> Stated task 1
Print the passage of the state migration project description starting at "The config file can" and ending at "to rectify that.".
> Stated task 2
Which package does the state migration project description say handles the web scraping?
* BEGIN Excerpted text *
# Using T-SVD to Study State Migration Data

In the project, we use the un-supervised learning method 'truncated singular value decomposition' to study the state to state annual population migration data, scraped from the IRS web site.

**The Codes**

The research in the project is done by using the python language. The web scraping is done using the popular web-scraping package 'beautiful soup'. We write a short object oriented python program to model the tree branching of the web links from the root and use a config file to control the behavior of the program. In this way, the program is agnostic to the web link structure, which makes it reusable if necessary.

The web-scrapping program can be found at Web Scraping Program

The config file can be found at The config file of the python program

The structure of the IRS state to state migration data is elegant. Unluckily the data is very dirty, due to the different formats of the excel files, the odd and high numbers of different abbreviations of the states and the changing file name conventions. So we have to write a python script to rectify that.

The script can be found at Data cleaning script

The script to convert the cleaned data into a python dictionary of the , using

the year strings as the keys Construct Migration Probability Matrices

The computation and plotting are done relying upon numpy, pandas, matplotlib and seaborn. We rely heavily on the wisdom of Horn's parallel analysis to simulate the random matrix singular values, as well as the distribution of covariance, correlation of the high dimensional residual noises. The computation are done using the various functions in SVD related computation

The script on plotting can be found at Plotting the Residuals, etc and 2D Heat Map and Top 20 Table

**The Introduction to the state migration matrix**

Every year law-abiding US residents file their federal returns with the IRS before the mid April deadline. They may not be aware that the IRS records and tracks their filing addresses or that they publish yearly statistics on migration patterns on their web site.
* END Excerpted text *
* BEGIN Data entries *
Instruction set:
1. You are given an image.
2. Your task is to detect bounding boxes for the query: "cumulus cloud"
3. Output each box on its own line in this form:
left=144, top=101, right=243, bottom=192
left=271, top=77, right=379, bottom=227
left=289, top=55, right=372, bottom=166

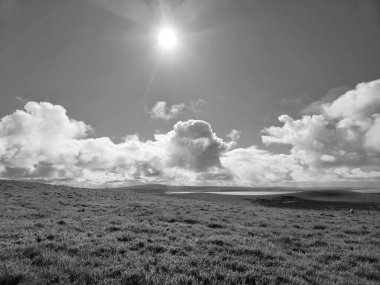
left=0, top=102, right=231, bottom=184
left=0, top=80, right=380, bottom=186
left=149, top=101, right=185, bottom=121
left=262, top=80, right=380, bottom=168
left=148, top=99, right=206, bottom=121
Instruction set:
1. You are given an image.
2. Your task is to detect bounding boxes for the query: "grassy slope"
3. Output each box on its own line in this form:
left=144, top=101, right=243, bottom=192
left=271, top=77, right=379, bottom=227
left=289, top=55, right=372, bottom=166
left=0, top=181, right=380, bottom=284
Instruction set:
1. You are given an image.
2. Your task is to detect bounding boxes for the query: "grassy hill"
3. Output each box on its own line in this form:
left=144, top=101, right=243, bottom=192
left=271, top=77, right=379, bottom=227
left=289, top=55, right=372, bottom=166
left=0, top=181, right=380, bottom=284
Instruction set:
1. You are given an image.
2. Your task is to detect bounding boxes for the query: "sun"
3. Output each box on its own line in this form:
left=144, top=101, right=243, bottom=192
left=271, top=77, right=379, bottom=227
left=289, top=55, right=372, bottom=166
left=157, top=26, right=178, bottom=52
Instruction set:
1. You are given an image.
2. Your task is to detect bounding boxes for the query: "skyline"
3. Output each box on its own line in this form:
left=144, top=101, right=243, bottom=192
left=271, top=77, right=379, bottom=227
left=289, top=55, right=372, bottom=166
left=0, top=0, right=380, bottom=187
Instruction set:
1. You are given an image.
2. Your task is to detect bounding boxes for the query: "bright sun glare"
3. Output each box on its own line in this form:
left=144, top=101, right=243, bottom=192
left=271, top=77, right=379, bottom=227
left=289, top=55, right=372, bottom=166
left=157, top=26, right=178, bottom=51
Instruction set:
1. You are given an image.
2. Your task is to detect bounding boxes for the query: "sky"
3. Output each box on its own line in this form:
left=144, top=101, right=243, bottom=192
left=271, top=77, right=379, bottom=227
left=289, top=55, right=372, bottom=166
left=0, top=0, right=380, bottom=187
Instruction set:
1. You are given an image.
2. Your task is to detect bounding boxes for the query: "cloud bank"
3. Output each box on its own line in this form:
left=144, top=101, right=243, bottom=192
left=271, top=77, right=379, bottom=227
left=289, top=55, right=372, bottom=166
left=0, top=80, right=380, bottom=186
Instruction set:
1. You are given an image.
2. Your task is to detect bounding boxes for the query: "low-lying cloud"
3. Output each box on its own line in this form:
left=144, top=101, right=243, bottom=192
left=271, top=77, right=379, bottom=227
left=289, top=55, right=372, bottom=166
left=0, top=80, right=380, bottom=186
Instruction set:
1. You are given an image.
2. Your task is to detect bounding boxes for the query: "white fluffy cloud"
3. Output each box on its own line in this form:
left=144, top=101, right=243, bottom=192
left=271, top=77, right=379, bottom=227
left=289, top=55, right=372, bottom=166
left=262, top=80, right=380, bottom=171
left=0, top=102, right=231, bottom=184
left=148, top=99, right=207, bottom=121
left=0, top=80, right=380, bottom=186
left=149, top=101, right=185, bottom=121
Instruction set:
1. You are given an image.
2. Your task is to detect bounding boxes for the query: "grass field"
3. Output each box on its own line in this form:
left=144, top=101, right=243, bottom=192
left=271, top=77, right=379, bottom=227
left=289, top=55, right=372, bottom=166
left=0, top=181, right=380, bottom=284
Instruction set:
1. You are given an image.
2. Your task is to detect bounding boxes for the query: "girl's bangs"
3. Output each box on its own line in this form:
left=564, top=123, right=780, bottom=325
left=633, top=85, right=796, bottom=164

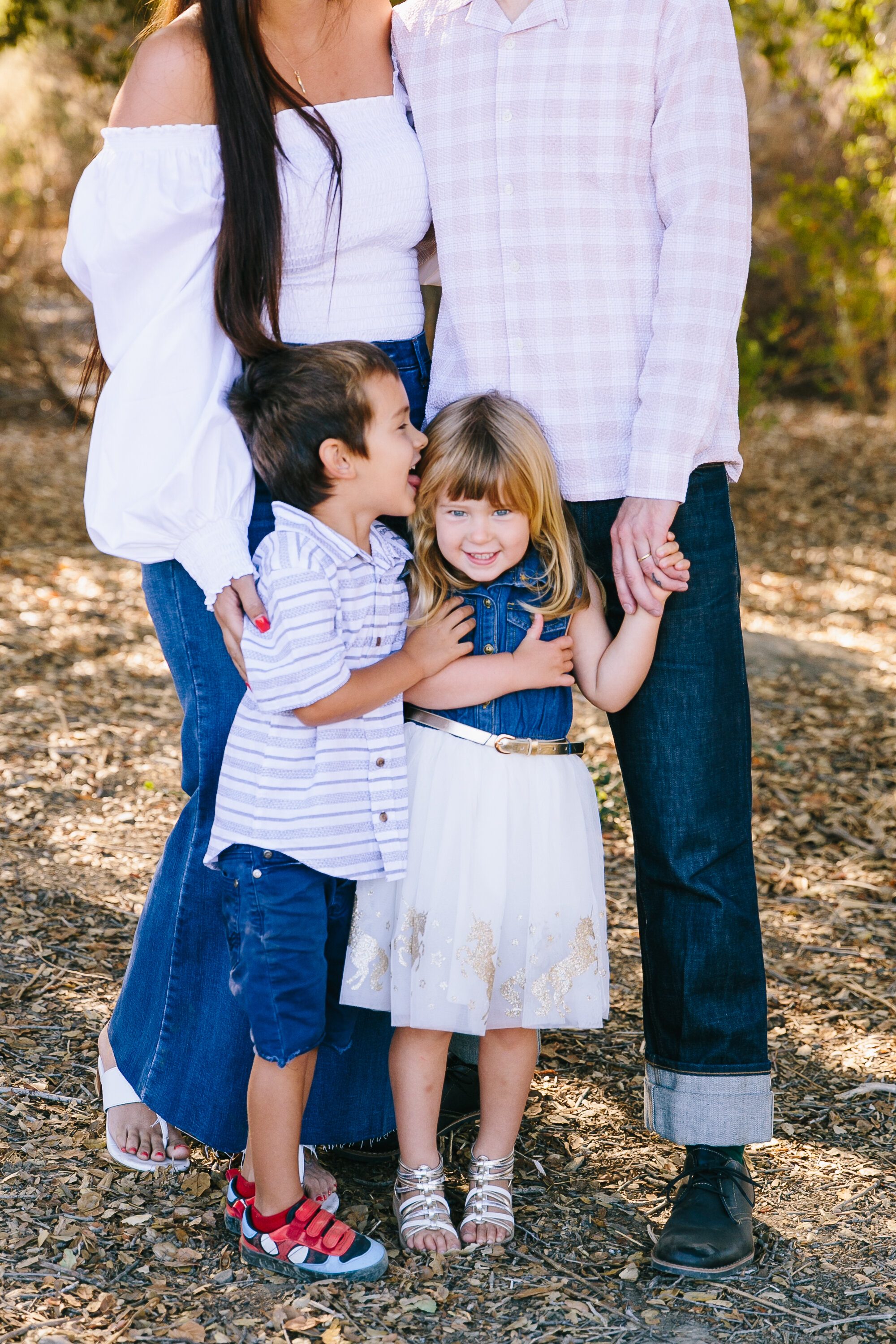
left=433, top=444, right=532, bottom=513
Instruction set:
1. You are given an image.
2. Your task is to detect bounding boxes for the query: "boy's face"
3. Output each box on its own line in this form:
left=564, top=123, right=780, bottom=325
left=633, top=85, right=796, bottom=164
left=353, top=375, right=426, bottom=517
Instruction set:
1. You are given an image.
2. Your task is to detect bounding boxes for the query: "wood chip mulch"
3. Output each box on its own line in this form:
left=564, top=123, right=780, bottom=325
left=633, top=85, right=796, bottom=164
left=0, top=405, right=896, bottom=1344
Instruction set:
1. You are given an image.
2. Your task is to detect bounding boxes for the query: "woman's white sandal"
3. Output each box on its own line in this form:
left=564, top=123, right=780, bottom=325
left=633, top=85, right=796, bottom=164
left=392, top=1157, right=459, bottom=1251
left=298, top=1144, right=339, bottom=1214
left=461, top=1153, right=516, bottom=1246
left=97, top=1059, right=190, bottom=1172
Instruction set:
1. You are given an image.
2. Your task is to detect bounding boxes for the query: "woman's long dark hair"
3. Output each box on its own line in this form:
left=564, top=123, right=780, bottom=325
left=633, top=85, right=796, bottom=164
left=78, top=0, right=343, bottom=406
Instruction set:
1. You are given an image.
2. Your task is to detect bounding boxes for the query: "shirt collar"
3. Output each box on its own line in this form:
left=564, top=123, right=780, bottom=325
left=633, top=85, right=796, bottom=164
left=274, top=500, right=411, bottom=573
left=442, top=0, right=569, bottom=34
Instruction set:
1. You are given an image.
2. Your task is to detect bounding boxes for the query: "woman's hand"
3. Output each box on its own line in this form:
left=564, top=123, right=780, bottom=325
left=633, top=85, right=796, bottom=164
left=215, top=574, right=270, bottom=685
left=512, top=612, right=575, bottom=691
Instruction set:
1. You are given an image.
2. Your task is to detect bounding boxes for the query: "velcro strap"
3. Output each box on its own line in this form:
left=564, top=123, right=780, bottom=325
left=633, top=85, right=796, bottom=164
left=290, top=1199, right=355, bottom=1255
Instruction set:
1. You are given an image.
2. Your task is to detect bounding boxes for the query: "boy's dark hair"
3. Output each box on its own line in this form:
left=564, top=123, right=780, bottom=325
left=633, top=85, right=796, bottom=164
left=227, top=340, right=401, bottom=512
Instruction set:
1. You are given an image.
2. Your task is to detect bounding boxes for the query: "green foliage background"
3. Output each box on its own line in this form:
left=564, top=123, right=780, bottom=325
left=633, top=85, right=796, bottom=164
left=0, top=0, right=896, bottom=414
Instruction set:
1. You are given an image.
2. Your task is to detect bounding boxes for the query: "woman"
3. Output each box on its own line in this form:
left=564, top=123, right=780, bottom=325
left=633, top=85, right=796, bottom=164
left=63, top=0, right=430, bottom=1198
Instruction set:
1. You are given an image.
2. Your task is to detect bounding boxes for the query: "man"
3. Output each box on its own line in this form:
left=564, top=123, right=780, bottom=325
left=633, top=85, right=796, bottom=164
left=392, top=0, right=772, bottom=1278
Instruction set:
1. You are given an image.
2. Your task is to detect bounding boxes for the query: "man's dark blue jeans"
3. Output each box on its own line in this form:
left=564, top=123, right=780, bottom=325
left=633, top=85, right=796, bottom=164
left=569, top=465, right=772, bottom=1145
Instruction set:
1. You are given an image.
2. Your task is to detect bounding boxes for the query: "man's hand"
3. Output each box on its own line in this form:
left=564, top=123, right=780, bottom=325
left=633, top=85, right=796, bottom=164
left=215, top=574, right=270, bottom=685
left=610, top=497, right=688, bottom=616
left=512, top=613, right=575, bottom=691
left=402, top=597, right=475, bottom=691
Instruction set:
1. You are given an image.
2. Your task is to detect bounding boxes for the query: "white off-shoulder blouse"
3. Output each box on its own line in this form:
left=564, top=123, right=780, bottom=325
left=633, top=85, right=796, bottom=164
left=62, top=81, right=431, bottom=607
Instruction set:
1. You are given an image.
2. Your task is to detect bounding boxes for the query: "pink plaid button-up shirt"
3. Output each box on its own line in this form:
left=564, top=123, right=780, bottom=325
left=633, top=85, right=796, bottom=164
left=392, top=0, right=751, bottom=500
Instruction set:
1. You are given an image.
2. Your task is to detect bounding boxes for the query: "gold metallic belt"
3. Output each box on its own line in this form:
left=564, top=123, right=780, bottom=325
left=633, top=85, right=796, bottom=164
left=405, top=704, right=584, bottom=755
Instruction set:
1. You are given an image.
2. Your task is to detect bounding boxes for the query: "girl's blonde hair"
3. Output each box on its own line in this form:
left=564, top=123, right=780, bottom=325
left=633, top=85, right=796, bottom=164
left=411, top=392, right=599, bottom=621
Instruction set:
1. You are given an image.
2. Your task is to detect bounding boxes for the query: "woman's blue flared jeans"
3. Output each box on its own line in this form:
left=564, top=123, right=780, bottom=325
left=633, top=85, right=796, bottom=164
left=109, top=335, right=430, bottom=1152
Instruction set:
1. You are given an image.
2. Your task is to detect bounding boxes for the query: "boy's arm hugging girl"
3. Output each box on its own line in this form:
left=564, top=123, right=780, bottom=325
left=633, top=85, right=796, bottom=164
left=206, top=341, right=689, bottom=1279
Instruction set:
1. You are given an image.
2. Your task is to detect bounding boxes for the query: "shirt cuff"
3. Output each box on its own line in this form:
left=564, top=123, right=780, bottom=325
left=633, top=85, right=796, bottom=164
left=626, top=450, right=693, bottom=504
left=175, top=517, right=255, bottom=612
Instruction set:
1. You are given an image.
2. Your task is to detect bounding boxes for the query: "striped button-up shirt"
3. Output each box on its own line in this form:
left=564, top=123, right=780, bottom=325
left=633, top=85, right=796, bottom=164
left=206, top=504, right=410, bottom=879
left=392, top=0, right=751, bottom=500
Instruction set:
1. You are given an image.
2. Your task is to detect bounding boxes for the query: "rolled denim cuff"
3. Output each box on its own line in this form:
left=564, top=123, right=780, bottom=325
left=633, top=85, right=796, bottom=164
left=643, top=1064, right=775, bottom=1148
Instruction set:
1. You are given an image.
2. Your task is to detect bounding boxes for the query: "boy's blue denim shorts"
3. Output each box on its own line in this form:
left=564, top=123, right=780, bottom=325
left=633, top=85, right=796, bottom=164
left=218, top=844, right=356, bottom=1068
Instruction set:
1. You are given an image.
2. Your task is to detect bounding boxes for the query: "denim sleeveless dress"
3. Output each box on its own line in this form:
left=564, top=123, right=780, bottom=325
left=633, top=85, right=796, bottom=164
left=341, top=555, right=610, bottom=1036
* END Data entries *
> Correct result 1
The config file can be found at The config file of the python program

The structure of the IRS state to state migration data is elegant. Unluckily the data is very dirty, due to the different formats of the excel files, the odd and high numbers of different abbreviations of the states and the changing file name conventions. So we have to write a python script to rectify that.

> Correct result 2
Beautiful soup